• REQUEST:
Rewrite the data below, swapping "integer pixel coordinates" for "pixel positions" wherever it occurs and leaving every other line unchanged.

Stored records
+++
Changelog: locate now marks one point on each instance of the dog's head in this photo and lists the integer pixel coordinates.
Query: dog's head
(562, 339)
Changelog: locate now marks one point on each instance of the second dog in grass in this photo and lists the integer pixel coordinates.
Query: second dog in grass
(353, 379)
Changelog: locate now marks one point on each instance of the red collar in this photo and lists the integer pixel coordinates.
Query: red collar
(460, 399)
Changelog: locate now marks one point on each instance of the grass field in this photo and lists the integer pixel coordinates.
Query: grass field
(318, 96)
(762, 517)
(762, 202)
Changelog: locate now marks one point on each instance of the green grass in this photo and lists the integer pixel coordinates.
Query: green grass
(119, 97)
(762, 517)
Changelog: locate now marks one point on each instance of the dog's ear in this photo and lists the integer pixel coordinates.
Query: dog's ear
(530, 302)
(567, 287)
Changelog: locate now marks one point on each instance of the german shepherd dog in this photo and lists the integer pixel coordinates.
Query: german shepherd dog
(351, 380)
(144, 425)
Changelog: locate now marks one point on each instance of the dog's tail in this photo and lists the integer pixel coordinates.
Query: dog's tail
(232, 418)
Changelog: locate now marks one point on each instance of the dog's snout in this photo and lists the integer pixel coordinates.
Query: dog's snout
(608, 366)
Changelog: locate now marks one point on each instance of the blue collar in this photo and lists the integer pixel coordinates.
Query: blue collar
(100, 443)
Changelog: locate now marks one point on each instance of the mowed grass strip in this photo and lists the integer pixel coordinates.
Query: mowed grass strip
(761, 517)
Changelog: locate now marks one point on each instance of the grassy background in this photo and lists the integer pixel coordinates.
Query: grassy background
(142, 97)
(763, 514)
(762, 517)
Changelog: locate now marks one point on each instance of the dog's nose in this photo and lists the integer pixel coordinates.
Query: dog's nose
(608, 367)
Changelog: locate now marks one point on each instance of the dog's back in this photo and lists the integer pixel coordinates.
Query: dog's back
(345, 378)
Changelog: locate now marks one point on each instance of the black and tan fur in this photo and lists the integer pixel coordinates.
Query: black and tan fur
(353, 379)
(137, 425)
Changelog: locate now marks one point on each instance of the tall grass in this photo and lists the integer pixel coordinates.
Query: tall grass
+++
• SOLUTION TO THIS TASK:
Changelog: locate now marks one point on each instance of the dog's head in this photo and lists the pixel positions.
Query: dog's head
(562, 339)
Changelog: locate now marks one point on each instance of the second dog in grass in this photo and lists the pixel positions.
Query: second dog in grass
(353, 379)
Changelog: locate now marks one point on each instance of the red collar in this photo and lists the pixel positions.
Query: red collar
(460, 399)
Changelog: locate now marks one point on each instance of the grass field in this photo and lists the pixel positions.
Query: grass field
(318, 96)
(762, 517)
(762, 202)
Changelog: locate now marks one point on each instance of the green grass in this photo and lists the pixel positions.
Query: green grass
(119, 97)
(762, 517)
Changelog: locate now marks one point on each instance of the dog's ear in this photo and lists the pixel positions.
Query: dog's ear
(530, 302)
(567, 287)
Changelog: locate now marks one point on each instance of the german shepherd dog in this photo and lists the pixel positions.
Query: german shepherd dog
(351, 380)
(144, 425)
Changelog: locate now marks one point on each instance of the dog's tail in this photo and lists the pixel positions.
Query: dog's tail
(232, 418)
Changelog: locate now marks one point on each instance of the dog's snout in this photo and lists the pixel positions.
Query: dog's snout
(608, 366)
Changelog: locate now marks one point on each instance of the blue collar in this photo and lists the pixel positions.
Query: blue collar
(100, 443)
Changelog: locate now marks one point on each instance of the mowed grass strip in this photo and lists the pixel positions.
Query: mowed grass strip
(761, 517)
Changelog: locate now marks one point on each instance of the grassy background in this photo and lists the pixel positions.
Query: grassy background
(142, 97)
(763, 514)
(762, 517)
Changelog: locate now marks one point on each instance of the dog's nose in this photo and lists the pixel positions.
Query: dog's nose
(608, 367)
Changelog: locate now marks one point on each instance of the dog's back in this photo and lists the pixel positions.
Query: dog's back
(345, 378)
Changelog: locate now marks one point on each instance of the black and tan fur in this photo and lists the pixel positions.
Query: black and tan fur
(353, 379)
(137, 425)
Changelog: locate now marks one point on each instance of the tall grass in this photo and lists the pixel positions.
Query: tall grass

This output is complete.